**Consigne**
Recopiez les lignes de chaque entrée ci-dessous en remplaçant "tree branch" par "tree limb", sans rien changer d'autre. Laissez les images de côté dans votre réponse.

**Données**
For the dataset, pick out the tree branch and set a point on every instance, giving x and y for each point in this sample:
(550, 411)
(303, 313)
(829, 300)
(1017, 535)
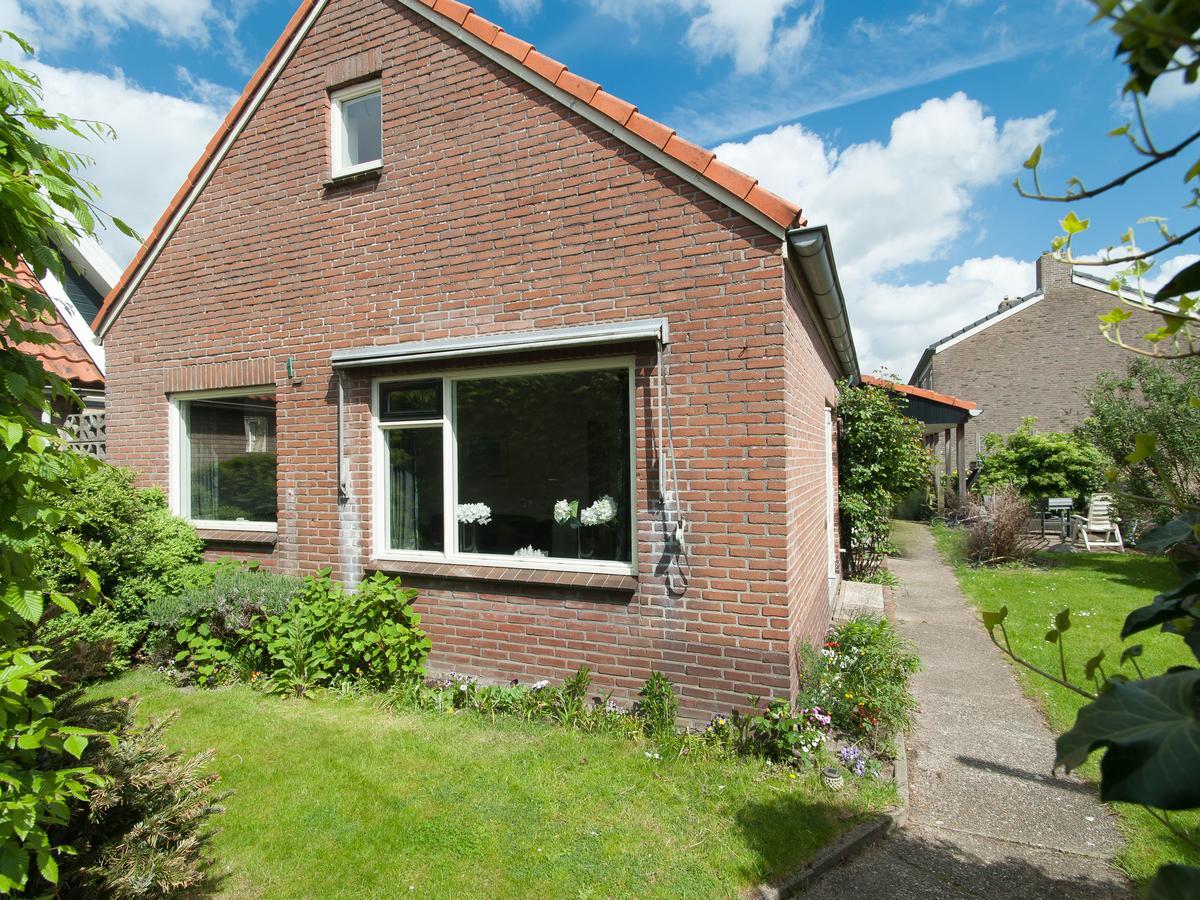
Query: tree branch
(1115, 183)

**Résultat**
For the dataset, pick out the tree limb and set a point on every instance, giving x and y for each point in this sample:
(550, 411)
(303, 313)
(829, 300)
(1017, 535)
Query: tree limb
(1115, 183)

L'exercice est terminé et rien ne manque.